WORK TO COMPLETE = Render the data below as a Markdown table with two columns, Row and Data line. Number each line in order and skip any blank lines.
---
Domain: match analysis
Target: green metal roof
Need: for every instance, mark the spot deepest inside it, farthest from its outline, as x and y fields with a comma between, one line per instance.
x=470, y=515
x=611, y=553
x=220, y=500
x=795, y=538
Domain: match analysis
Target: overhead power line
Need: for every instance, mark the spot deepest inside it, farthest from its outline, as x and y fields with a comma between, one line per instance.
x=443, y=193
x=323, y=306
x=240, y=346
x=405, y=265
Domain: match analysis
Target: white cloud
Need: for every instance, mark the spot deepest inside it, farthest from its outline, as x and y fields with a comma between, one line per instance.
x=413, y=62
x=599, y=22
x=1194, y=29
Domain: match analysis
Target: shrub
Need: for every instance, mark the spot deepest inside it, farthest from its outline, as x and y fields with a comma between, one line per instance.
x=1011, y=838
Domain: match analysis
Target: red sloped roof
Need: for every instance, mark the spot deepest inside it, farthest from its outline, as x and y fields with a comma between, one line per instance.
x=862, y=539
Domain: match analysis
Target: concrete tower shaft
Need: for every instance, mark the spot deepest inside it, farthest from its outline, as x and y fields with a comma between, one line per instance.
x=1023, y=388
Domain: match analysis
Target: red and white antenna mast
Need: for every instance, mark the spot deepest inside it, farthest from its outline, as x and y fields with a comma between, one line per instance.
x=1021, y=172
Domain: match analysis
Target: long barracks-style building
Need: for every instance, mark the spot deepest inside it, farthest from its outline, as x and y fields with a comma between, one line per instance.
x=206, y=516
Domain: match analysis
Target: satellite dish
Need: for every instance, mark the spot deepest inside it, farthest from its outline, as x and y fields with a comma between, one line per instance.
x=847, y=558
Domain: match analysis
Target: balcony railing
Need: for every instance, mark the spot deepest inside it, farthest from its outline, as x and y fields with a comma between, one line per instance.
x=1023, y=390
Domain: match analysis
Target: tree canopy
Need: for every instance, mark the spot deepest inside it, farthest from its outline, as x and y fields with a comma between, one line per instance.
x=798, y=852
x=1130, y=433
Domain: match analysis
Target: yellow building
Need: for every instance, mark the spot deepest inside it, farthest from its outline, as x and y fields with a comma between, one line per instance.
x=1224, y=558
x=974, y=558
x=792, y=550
---
WRITTEN ANSWER =
| Row | Data line |
|---|---|
| 1 | Domain: match analysis |
| 2 | Target: green metal roof |
| 3 | Need: for every instance, mark the spot deepest inside it, farthest from its outline, as x and y fields with a comma between, one line per instance. |
| 4 | x=470, y=515 |
| 5 | x=611, y=553 |
| 6 | x=220, y=500 |
| 7 | x=795, y=538 |
| 8 | Domain: match analysis |
| 9 | Target: overhead power line |
| 10 | Need: for every instance, mark the spot deepest inside it, farthest from its outline, as x and y fields with a comma between, one line per instance. |
| 11 | x=443, y=193 |
| 12 | x=323, y=306 |
| 13 | x=240, y=346 |
| 14 | x=405, y=265 |
| 15 | Domain: match analysis |
| 16 | Target: white cloud |
| 17 | Need: for every instance, mark the spot deepest inside it, farthest from its outline, as x and y fields with a comma between, one line per instance. |
| 18 | x=413, y=62 |
| 19 | x=599, y=22 |
| 20 | x=1194, y=29 |
| 21 | Domain: match analysis |
| 22 | Target: shrub |
| 23 | Need: for every instance, mark the spot deepest inside it, farthest from its outline, as x and y fields with a comma between, one line per instance. |
| 24 | x=1011, y=838 |
| 25 | Domain: match analysis |
| 26 | Target: red sloped roof |
| 27 | Need: for every instance, mark the spot deepest inside it, farthest from its outline, as x and y fields with a comma between, one line per instance. |
| 28 | x=862, y=539 |
| 29 | Domain: match analysis |
| 30 | Target: concrete tower shaft |
| 31 | Need: for every instance, mark the spot deepest inside it, farthest from its outline, as x and y fields with a comma between, one line per instance. |
| 32 | x=1023, y=388 |
| 33 | Domain: match analysis |
| 34 | Target: red and white antenna mast |
| 35 | Need: for every instance, mark the spot deepest inside it, farthest from its outline, as x and y fields with a comma between, one line per instance. |
| 36 | x=1021, y=172 |
| 37 | Domain: match analysis |
| 38 | Target: long barracks-style building |
| 39 | Need: for every instance, mark the spot deepest inside it, farthest from its outline, as x and y fields with a comma between, one line per instance. |
| 40 | x=206, y=516 |
| 41 | Domain: match analysis |
| 42 | Target: satellite dish |
| 43 | Need: for every instance, mark the spot deepest inside it, farthest from its outline, as x and y fields with a comma between, one line per instance. |
| 44 | x=847, y=558 |
| 45 | Domain: match analysis |
| 46 | Target: balcony railing |
| 47 | Need: for every instance, mark the spot deepest inside it, farthest from its outline, as x and y fields with a comma between, one line per instance. |
| 48 | x=1023, y=390 |
| 49 | Domain: match analysis |
| 50 | Target: tree canopy |
| 51 | Need: for every instance, mark the spot deepest inside it, farthest from its outline, as x and y fields with a comma between, one line per instance. |
| 52 | x=798, y=852 |
| 53 | x=1130, y=433 |
| 54 | Domain: match analysis |
| 55 | Target: yellow building |
| 56 | Need: for every instance, mark the spot deepest inside it, farthest from its outline, as x and y fields with a comma between, one line per instance. |
| 57 | x=1224, y=558 |
| 58 | x=974, y=558 |
| 59 | x=792, y=550 |